# GIVEN INSTRUCTION 1:
Translate this sentence from the passage on functional specifications into Spanish: "There are many definitions of quality, but they all center on the idea of user satisfaction."
# GIVEN INSTRUCTION 2:
Write the next part of the passage on functional specifications, picking up after its final sentence.

# TEXT BLOCK:
┄┄┄┄┄┄
Functional requirements: Functional specifications are concerned with the end use of the item and what the item is expected to do. By their very nature, functional specifications are the most important of all categories and govern the others.

Functional specifications and Quality

In a sense, functional specifications are the most difficult to define. To be successful, they must satisfy the real need or purpose of an item. In many cases, the real need has both practical and aesthetic elements to it. A coat is meant to keep one warm, but under what circumstances does it do so and what other functions is it expected to perform? How cold must it get before one needs a coat? On what occasions will it be worn? Is it for working or dress wear? What color and style should it be? What emotional needs is it expected to fill? In the same way, we can ask what practical and aesthetic needs a door handle or side-view mirror on a car is expected to satisfy.

There are many definitions of quality, but they all center on the idea of user satisfaction. On this basis, it can be said that an item has the required quality if it satisfies the needs of the user.

There are four phases to providing user satisfaction:
Quality and product planning.
Quality and product design.
Quality and manufacturing.
Quality and use.

Product planning is involved with decisions about which products and services a company is to market. It must decide the market segment to be served, the product features and quality level expected by that market, the price, and the expected sales volume. The basic quality level is thus specified by senior management according to their understanding of the needs and wants of the marketplace. The success of the product depends on how well they do this.

The result of the firm’s market studies is a general specification of the product outlining the expected performance. appearance. price, and sales volume of the product. It is then the job of the product designer to build into the design of the product the quality level described in the general specification. If this is not properly done, the product may not be successful in the marketplace.
┄┄┄┄┄┄
(Dataset items)
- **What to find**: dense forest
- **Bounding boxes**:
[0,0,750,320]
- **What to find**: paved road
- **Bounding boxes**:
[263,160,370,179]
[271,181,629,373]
┄┄┄┄┄┄
# EXPECTED OUTPUT 1:
Existen muchas definiciones de calidad, pero todas se centran en la idea de la satisfacción del usuario.

# EXPECTED OUTPUT 2:
For manufactured products, it is the responsibility of manufacturing, as a minimum, to meet the specifications laid down by the product designer. If the item is bought, it is purchasing responsibility to make sure the supplier can provide the required quality level. For purchasing and manufacturing, quality means conforming to specifications or requirements.

To the final user, quality is related to his or her expectation of how the product should perform. Customers do not care why a product or service is defective. They expect satisfaction. If the product is what the customer wants, well designed, well made, and well serviced, the quality is satisfactory.

Functional specifications should define the quality level needed. They should describe all those characteristics of a product determined by its final use. Function, quantity, service, and price are interrelated. It is difficult to specify one without consideration of the others, indeed, the final specification is a compromise of them all, and the successful specification is the best combination of the lot. However, functional specifications ultimately are the ones that drive the others. If the product does not perform adequately for the price, it will not sell.

Value analysis is an approach to improving the value of a product or process by understanding its constituent components and their associated costs. It then seeks to find improvements to the components by either reducing their cost or increasing the value of the functions.

Value engineering (VE) is a systematic method to improve the "value" of goods or products and services by using an examination of function. Value, as defined, is the ratio of function to cost. Value can therefore be increased by either improving the function or reducing the cost. It is a primary tenet of value engineering that basic functions be preserved and not be reduced as a consequence of pursuing value improvements

Purchasing Cycle


Successful purchasing organizations follow a purchasing cycle or process to ensure that the important elements are not overlooked. Each material or service being procured will require a different level of activity and priority. The experienced purchaser will ensure that each of the ten steps is fully performed and executed.

The purchasing cycle consists of the following steps:

Receiving and analyzing purchase requisitions.
Selecting suppliers. Finding potential suppliers, issuing requests for quotations, receiving and analyzing quotations, and selecting the right supplier.
Determining the right price.
Issuing purchase orders.
Following up to assure delivery dates are met.
Receiving and accepting goods.
Approving supplier’s invoice for payment.

1. Receiving and analyzing purchase requisition
Purchase requisitions start with the department or person who will be the ultimate user. In the material requirements planning environment, the planner releases a planned order authorizing the purchasing department to go ahead and process a purchase order. At a minimum, the purchase requisition contains the following information:

Identity of originator, signed approval, and account to which cost is assigned.
Material specification.
Quantity and unit of measure.
Required delivery date and place.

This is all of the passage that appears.